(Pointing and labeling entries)

========================================================================

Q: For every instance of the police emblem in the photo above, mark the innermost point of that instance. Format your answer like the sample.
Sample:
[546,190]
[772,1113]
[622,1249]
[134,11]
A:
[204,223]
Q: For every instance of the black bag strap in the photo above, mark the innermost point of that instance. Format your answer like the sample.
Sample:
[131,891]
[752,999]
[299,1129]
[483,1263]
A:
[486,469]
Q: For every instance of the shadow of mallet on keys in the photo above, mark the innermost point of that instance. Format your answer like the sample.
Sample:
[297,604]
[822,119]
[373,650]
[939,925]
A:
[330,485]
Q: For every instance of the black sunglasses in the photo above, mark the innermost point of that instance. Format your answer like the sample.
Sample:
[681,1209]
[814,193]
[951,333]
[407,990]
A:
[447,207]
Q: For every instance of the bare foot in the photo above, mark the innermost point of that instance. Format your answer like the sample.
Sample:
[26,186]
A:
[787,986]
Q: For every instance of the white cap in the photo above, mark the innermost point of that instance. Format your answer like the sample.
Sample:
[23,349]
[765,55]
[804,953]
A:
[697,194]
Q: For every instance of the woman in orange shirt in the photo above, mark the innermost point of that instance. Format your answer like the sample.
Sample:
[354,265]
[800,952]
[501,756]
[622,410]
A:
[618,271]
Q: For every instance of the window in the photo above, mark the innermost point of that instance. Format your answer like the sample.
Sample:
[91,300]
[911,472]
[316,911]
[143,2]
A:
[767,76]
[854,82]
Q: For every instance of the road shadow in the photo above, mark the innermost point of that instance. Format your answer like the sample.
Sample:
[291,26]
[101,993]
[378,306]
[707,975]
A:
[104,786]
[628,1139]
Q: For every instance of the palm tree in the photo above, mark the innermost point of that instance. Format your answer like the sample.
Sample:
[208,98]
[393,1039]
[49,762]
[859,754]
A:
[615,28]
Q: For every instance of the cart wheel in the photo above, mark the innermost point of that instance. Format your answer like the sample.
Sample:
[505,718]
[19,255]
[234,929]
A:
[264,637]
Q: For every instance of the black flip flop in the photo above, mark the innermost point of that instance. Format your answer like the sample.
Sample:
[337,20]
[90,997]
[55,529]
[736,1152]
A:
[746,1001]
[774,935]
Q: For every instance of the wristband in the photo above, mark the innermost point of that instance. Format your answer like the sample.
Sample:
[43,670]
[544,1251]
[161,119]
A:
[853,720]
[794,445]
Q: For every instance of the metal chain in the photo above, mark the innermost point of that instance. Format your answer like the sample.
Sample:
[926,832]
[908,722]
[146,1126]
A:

========================================================================

== GIVEN PROBLEM ==
Rewrite all the entries above, changing "innermost" to "central" wherever it appears and leaving every other character as it is.

== SOLUTION TO THIS EXERCISE ==
Q: For every instance of the police emblem in the photo above, mark the central point of that instance. Format your answer like the sample.
Sample:
[546,190]
[772,1113]
[622,1249]
[134,11]
A:
[204,223]
Q: For every instance of the black bag strap in the photo above, mark the central point of that instance. Format your answer like the sample.
Sample:
[131,891]
[752,999]
[299,1129]
[483,1263]
A:
[486,469]
Q: For every instance of the shadow of mallet on keys in the photo above, mark the central point of that instance. Format your answer like the sample.
Sample:
[297,604]
[822,119]
[373,650]
[939,925]
A:
[330,485]
Q: For every instance of the black sunglasses in the photo above, mark the central point of that instance. Format your answer like the sample.
Sample:
[681,1209]
[814,193]
[951,333]
[407,990]
A:
[447,207]
Q: For every instance of the bare foot in the photo above, mark the central point of that instance. Format your answer like the sample.
Sample:
[26,186]
A:
[787,986]
Q: For every instance of the white cap in the photo above, mark the central point of that instance. Format your answer like the sample.
Sample:
[23,349]
[765,55]
[804,953]
A:
[697,194]
Q: For every instance of the woman in orange shirt in the photo above, mark the central point of that instance. Format your answer like the sample.
Sample:
[354,265]
[800,952]
[501,756]
[622,410]
A:
[618,271]
Q: For every instance of the window in the photo above, mark the central point of that instance. Format your answer like the sample.
Sample:
[91,300]
[911,472]
[316,911]
[143,2]
A:
[767,76]
[854,82]
Q: For every instance of the road shadow in the photo above, mark the central point of that instance. Format your answer like the sample.
Sample:
[291,26]
[101,993]
[378,306]
[707,975]
A:
[104,786]
[628,1139]
Q: For every instance of the palm tree in the photo above, mark the central point of that instance. Format your answer like the sample.
Sample:
[208,98]
[393,1039]
[49,762]
[859,754]
A:
[615,28]
Q: For every instance of the cart wheel in the photo above, mark the central point of that instance. Format your answer like the sample.
Sample:
[505,718]
[19,255]
[234,929]
A:
[264,637]
Q: For every instance of the black flip flop in the photo above, mark the central point of that instance. Format your answer like the sample.
Sample:
[337,20]
[90,997]
[55,529]
[736,1152]
A:
[746,1001]
[774,935]
Q: For every instance of the wristband in the photo above, mark the central point of that instance. Format your answer like the sample.
Sample:
[43,670]
[544,1251]
[161,119]
A:
[853,720]
[794,445]
Q: For every instance of the metal chain in the photo above, mark the central point of that instance. Format your answer like the sample.
Sample:
[926,832]
[908,722]
[146,1126]
A:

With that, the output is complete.